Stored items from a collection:
○ ○ ○

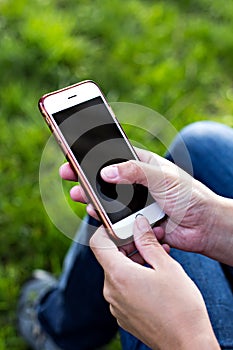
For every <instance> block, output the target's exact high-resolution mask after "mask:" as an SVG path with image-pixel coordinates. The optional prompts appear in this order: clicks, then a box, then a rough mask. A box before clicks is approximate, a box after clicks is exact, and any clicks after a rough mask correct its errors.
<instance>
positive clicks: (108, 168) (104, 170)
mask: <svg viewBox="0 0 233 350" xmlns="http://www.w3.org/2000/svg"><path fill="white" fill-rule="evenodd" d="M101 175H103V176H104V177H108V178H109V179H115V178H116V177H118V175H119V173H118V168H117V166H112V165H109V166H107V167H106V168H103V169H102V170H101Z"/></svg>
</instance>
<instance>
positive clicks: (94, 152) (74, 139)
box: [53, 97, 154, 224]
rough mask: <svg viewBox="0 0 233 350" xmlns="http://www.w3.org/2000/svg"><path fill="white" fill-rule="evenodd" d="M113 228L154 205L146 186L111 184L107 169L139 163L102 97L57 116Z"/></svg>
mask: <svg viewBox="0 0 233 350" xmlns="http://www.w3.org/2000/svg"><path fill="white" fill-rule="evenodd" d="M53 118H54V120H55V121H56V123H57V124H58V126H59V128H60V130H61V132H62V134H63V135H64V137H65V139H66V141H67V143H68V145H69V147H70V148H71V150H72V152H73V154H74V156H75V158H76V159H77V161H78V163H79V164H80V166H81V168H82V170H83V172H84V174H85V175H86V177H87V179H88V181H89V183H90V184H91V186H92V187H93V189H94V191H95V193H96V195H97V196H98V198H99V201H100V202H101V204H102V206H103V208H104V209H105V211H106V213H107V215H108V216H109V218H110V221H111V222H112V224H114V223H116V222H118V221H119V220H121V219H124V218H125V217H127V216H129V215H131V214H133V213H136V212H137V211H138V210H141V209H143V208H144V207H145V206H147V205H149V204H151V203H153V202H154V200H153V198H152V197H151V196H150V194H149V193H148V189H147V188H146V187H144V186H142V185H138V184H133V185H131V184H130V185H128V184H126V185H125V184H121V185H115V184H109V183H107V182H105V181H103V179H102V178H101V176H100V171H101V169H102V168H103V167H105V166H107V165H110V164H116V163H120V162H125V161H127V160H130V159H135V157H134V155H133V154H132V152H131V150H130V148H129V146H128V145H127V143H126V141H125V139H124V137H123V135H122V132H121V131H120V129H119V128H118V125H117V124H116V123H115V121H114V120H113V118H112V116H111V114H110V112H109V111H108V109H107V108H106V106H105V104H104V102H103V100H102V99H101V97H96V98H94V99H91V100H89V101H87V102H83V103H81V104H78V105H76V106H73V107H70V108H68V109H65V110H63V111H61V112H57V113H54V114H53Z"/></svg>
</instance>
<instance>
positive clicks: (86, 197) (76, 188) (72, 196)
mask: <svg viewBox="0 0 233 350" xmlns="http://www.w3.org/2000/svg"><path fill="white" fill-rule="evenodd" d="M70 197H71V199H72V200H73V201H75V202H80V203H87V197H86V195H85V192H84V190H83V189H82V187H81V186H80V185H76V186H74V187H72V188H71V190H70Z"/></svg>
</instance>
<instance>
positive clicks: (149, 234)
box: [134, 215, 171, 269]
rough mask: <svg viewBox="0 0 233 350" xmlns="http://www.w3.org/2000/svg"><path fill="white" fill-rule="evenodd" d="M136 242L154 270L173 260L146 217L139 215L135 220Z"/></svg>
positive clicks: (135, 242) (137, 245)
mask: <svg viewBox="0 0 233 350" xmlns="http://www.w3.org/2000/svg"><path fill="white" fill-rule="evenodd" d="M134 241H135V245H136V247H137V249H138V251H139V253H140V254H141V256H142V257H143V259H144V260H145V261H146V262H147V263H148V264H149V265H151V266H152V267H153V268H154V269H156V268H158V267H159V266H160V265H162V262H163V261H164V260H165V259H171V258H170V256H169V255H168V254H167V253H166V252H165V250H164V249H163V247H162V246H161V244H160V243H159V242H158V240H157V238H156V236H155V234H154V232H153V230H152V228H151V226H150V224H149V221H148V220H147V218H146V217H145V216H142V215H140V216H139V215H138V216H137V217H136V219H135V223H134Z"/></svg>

○ ○ ○

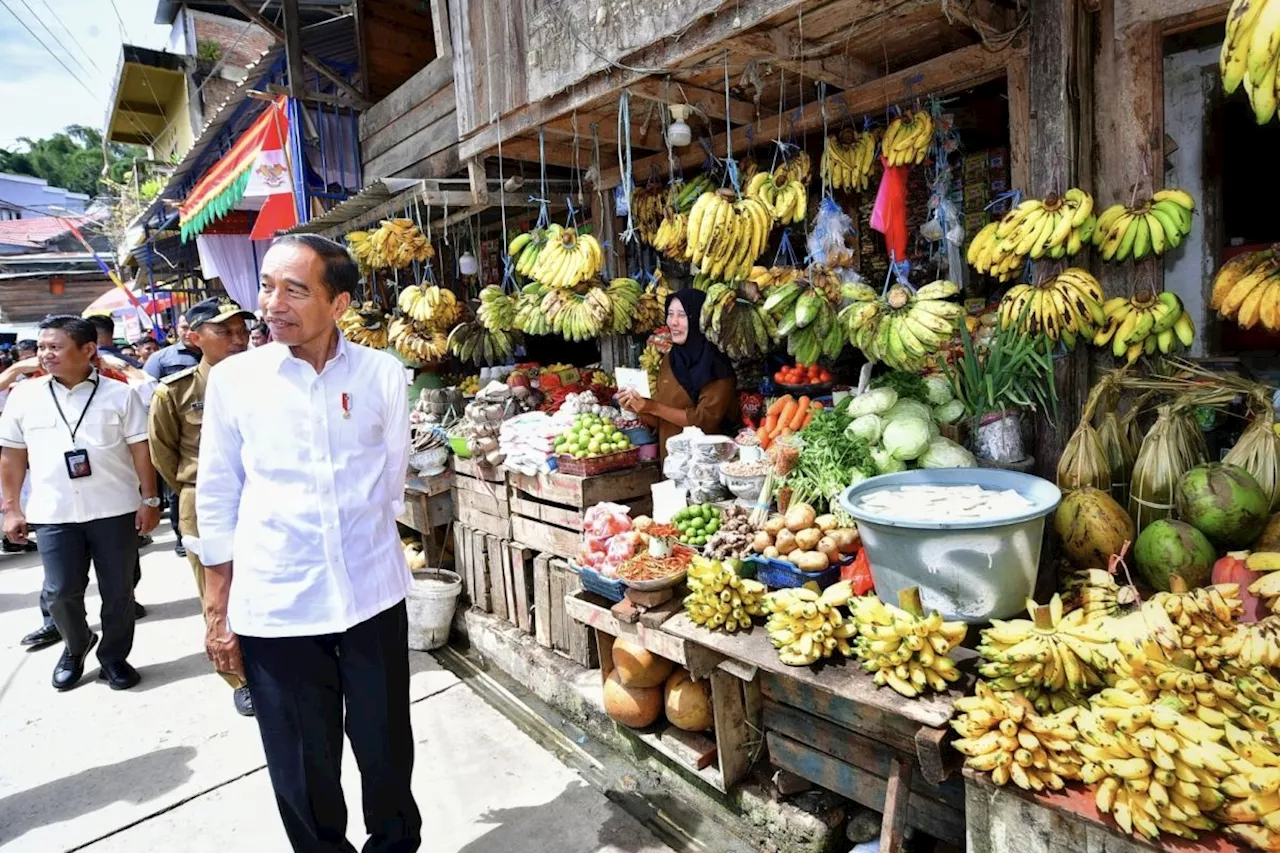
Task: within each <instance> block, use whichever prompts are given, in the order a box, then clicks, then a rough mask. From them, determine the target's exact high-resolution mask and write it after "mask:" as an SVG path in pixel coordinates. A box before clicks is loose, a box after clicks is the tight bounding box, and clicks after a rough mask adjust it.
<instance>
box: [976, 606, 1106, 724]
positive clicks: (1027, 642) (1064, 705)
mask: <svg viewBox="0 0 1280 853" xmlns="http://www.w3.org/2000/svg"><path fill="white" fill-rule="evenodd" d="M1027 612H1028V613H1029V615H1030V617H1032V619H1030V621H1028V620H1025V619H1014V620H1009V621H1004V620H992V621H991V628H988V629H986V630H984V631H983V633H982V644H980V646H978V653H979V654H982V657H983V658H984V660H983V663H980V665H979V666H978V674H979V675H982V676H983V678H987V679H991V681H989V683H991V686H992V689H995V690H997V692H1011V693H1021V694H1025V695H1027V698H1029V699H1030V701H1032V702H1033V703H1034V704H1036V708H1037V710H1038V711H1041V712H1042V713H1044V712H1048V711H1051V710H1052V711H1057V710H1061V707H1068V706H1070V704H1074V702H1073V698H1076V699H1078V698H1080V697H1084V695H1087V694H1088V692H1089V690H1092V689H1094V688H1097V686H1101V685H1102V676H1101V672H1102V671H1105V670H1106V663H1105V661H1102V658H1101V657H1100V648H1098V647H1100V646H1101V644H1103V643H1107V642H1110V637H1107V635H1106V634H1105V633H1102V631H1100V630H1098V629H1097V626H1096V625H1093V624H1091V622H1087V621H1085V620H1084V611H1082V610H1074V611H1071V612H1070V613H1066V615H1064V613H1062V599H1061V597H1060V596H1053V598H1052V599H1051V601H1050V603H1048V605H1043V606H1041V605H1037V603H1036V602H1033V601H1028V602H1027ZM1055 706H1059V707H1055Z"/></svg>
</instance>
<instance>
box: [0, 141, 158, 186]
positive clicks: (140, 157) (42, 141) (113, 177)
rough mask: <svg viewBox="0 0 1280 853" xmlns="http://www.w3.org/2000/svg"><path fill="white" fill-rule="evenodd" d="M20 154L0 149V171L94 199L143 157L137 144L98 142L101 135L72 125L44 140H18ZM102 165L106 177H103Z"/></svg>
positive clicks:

○ ○ ○

■ Required action
Update the lines starting with the line that contains "242L154 270L173 260L146" and going on through the line that contains "positive clicks: (135, 242) (137, 245)", replacing "rough mask" with "coarse mask" and leaving everything else unchanged. Give only those lines.

■ Completed task
coarse mask: <svg viewBox="0 0 233 350" xmlns="http://www.w3.org/2000/svg"><path fill="white" fill-rule="evenodd" d="M136 242L154 270L173 260L146 217L139 215L135 220Z"/></svg>
positive clicks: (135, 242) (137, 245)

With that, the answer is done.